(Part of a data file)
====================
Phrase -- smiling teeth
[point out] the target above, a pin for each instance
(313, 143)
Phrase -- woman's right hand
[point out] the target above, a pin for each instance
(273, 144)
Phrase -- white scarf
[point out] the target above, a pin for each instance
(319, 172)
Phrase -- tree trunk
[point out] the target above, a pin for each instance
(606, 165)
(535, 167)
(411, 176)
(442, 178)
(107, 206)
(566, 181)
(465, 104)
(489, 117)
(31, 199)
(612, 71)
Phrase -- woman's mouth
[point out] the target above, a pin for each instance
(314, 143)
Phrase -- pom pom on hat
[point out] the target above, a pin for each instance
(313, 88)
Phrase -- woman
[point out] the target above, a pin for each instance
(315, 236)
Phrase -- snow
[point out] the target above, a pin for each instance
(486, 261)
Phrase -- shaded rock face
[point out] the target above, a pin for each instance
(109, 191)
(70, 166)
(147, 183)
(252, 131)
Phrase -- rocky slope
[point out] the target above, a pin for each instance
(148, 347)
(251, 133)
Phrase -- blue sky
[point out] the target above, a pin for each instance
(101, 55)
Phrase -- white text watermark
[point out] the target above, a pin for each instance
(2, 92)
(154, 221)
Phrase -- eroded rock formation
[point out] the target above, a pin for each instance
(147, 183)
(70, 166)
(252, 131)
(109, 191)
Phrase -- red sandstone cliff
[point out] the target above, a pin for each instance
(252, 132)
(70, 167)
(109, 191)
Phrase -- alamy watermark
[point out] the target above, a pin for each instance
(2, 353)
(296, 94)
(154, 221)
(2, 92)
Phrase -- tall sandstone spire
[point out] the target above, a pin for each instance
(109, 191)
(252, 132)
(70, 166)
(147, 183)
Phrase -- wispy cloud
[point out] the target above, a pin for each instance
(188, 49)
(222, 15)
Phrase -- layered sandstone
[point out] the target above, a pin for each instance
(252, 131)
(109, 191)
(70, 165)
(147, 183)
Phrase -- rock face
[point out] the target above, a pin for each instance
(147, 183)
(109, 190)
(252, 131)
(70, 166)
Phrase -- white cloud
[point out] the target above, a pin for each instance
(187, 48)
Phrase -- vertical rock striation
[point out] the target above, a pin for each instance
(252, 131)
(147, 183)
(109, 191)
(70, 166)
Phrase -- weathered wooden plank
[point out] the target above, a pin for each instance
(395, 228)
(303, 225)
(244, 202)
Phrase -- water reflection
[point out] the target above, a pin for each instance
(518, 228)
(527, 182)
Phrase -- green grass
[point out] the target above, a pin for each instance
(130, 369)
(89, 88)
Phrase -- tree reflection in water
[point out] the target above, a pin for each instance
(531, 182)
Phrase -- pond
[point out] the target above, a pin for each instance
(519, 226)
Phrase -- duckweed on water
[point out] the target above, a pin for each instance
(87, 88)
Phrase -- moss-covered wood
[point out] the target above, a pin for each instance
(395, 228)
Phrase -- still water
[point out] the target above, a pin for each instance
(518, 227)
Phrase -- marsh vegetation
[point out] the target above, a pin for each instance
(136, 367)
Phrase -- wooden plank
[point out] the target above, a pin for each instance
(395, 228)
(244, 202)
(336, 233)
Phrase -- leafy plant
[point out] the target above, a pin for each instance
====================
### WHAT YOU SHOULD DO
Extract each line of the material exactly as it stands.

### THE ANSWER
Phrase -- smiling teeth
[point out] the target above, a pin for each instance
(313, 143)
Phrase -- woman's right hand
[point out] the target above, a pin for each instance
(273, 144)
Phrase -- white scarf
[point out] the target above, a pin for each instance
(319, 172)
Phrase -- tree trunk
[point out] the target above, a pin for each instance
(606, 165)
(535, 167)
(411, 176)
(442, 178)
(107, 206)
(566, 181)
(465, 104)
(489, 117)
(31, 199)
(612, 71)
Phrase -- woman's mouth
[point out] the target above, a pin for each instance
(314, 143)
Phrase -- pom pom on hat
[point out] the target above, a pin for each instance
(313, 88)
Phrase -- woman
[point out] the target above, a pin for each instance
(315, 236)
Phrase -- snow
[point out] the target above, a pin for each instance
(486, 261)
Phrase -- shaded rock face
[point out] the target above, a pin for each instance
(109, 191)
(70, 166)
(147, 183)
(252, 131)
Phrase -- rocky slope
[point out] the target above, a pin for each instance
(148, 347)
(251, 133)
Phrase -- blue sky
[point out] the target above, a pin for each instance
(101, 55)
Phrase -- white text watermark
[point out] the target above, a pin for each instance
(2, 92)
(154, 221)
Phrase -- eroded rock formation
[point out] the target above, a pin for each instance
(147, 183)
(70, 166)
(252, 131)
(109, 191)
Phrase -- red sandstone cliff
[point out] the target above, a pin for each instance
(252, 132)
(70, 167)
(109, 191)
Phrase -- alamy watermark
[point out] the target above, a pin for each instance
(2, 353)
(296, 94)
(154, 221)
(2, 92)
Phrase -- tall sandstone spire
[point out] the target above, a pin for each instance
(109, 191)
(252, 132)
(70, 166)
(147, 183)
Phrase -- wispy cloud
[point out] the target above, a pin for each instance
(188, 49)
(222, 15)
Phrase -- layered sandstone
[point out] the target above, a pin for each instance
(252, 131)
(109, 191)
(70, 165)
(147, 183)
Phrase -- rock face
[point out] the target above, a pin for each instance
(147, 183)
(109, 190)
(252, 131)
(70, 166)
Phrase -- white cloud
[point out] the target above, a pin for each instance
(187, 48)
Phrase -- vertical rock striation
[point out] the target above, a pin for each instance
(252, 131)
(147, 183)
(109, 191)
(70, 166)
Phrase -- weathered wooden plank
[point out] the target above, a pin for each instance
(395, 228)
(303, 225)
(244, 202)
Phrase -- water reflection
[point out] the target above, a pin for each instance
(518, 228)
(527, 182)
Phrase -- green grass
[point out] the target above, a pin for each instance
(130, 369)
(89, 88)
Phrase -- tree reflection in water
[point out] the target above, a pin for each instance
(531, 182)
Phrase -- pond
[point out] the target above, a pin for each instance
(519, 226)
Phrase -- duckweed on water
[point out] the target above, a pin for each instance
(87, 88)
Phrase -- moss-covered wood
[point out] the target above, a pin for each instance
(395, 228)
Phrase -- still water
[point out] the target above, a pin for each instance
(518, 227)
Phrase -- marsh vegetation
[point out] the target above, a pin for each instance
(136, 367)
Phrase -- wooden plank
[point out] the target above, a pin for each instance
(395, 228)
(244, 202)
(336, 233)
Phrase -- leafy plant
[point out] the target above, a pin for each instance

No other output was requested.